Instructions to follow
Take the line that contains "Reviewer note: check that each instance of the closet" as the first line and the last line of the material below as the final one; reproduce exactly the lines between, inclusive.

* Begin *

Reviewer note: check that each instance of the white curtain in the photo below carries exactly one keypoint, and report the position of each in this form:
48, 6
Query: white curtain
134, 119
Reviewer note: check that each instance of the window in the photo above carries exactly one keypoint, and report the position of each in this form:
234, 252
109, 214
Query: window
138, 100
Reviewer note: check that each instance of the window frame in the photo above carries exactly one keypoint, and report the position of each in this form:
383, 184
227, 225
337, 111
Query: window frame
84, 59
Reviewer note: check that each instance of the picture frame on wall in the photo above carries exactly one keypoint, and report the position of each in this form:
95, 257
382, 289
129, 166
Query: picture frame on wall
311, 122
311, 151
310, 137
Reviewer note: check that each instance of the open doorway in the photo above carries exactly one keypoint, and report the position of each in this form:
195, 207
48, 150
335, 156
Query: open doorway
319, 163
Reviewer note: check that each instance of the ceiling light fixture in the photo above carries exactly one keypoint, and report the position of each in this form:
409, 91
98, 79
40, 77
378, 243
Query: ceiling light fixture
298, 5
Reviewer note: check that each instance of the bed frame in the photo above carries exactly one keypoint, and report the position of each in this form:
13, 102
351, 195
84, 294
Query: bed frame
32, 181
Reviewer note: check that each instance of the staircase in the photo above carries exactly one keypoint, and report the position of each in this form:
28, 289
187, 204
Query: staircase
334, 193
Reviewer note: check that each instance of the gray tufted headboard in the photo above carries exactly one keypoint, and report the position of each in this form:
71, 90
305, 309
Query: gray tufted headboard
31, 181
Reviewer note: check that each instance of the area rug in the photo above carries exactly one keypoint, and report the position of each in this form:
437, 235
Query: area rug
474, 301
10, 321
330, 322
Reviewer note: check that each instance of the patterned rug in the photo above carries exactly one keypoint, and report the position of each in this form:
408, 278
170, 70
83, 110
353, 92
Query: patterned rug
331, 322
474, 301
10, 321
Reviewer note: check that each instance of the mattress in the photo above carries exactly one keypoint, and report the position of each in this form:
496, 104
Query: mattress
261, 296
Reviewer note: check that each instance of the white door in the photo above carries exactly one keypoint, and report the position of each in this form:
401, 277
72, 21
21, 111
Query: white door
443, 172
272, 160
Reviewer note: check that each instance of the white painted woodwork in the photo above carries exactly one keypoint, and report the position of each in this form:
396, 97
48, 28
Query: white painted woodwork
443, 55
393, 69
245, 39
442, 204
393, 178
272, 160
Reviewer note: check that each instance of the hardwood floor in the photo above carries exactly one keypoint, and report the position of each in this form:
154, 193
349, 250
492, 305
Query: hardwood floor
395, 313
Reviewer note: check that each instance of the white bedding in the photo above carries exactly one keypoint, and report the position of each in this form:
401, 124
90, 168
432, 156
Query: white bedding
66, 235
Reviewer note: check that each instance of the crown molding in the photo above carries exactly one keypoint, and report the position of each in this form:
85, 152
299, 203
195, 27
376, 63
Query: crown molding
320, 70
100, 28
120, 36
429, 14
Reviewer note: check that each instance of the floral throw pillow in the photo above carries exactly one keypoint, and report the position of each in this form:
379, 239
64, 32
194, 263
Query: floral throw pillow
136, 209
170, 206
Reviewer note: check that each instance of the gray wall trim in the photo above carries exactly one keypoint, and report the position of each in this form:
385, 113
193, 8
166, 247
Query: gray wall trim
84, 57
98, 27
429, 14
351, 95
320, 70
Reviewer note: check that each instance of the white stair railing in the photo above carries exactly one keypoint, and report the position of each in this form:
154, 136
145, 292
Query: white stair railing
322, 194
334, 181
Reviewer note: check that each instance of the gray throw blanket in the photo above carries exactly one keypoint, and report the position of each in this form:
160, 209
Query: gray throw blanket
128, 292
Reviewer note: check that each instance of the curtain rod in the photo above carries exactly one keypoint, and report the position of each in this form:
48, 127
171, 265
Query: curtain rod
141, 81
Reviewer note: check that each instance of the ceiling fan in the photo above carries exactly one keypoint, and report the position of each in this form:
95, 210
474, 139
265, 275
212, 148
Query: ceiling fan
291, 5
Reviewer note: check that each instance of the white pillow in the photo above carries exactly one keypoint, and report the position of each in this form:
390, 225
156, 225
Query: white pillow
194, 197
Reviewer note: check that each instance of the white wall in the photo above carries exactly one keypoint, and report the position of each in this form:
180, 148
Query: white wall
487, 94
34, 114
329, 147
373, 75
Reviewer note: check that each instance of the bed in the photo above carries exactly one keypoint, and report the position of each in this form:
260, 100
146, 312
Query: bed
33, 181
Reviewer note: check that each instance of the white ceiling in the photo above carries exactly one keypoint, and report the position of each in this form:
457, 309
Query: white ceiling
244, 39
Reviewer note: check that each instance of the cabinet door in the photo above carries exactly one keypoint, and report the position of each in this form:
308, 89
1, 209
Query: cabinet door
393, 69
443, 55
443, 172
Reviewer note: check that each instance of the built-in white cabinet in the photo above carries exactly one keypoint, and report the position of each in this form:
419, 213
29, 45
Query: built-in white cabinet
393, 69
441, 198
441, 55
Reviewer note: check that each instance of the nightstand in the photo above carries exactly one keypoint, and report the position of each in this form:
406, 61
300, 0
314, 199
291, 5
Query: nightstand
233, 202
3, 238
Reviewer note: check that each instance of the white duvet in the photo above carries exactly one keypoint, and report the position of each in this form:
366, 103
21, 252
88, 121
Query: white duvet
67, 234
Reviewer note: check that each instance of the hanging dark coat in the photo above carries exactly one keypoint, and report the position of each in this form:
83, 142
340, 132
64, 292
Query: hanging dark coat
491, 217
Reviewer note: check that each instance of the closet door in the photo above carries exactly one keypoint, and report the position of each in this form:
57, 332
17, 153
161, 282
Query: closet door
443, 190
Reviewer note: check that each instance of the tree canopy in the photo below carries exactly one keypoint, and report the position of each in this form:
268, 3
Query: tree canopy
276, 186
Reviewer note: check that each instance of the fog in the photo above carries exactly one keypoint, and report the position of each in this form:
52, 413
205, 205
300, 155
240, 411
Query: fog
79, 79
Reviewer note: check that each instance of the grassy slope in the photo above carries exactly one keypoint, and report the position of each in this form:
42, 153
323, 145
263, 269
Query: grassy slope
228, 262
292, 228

* End *

Final result
Reviewer note: check that each instance of the closet door in the photo above carries exactly one keypoint, and report the position of each in this form:
57, 332
17, 153
161, 282
Query: closet door
443, 190
Reviewer note: check that each instance of the tree canopy in the photo below carries exactly one keypoint, and report the position of each in this form:
268, 3
Query: tree canopy
276, 186
Reviewer note: check that each instance of the fog in the photo above carries exactly one keypoint, and report the position of each in this form:
52, 413
205, 205
300, 155
240, 411
Query: fog
79, 79
Reviewer note: check that each instance of the grassy slope in the photo above carries exactly one keypoint, and report the position of each in this form:
42, 153
323, 145
263, 269
Query: grassy slope
228, 262
292, 228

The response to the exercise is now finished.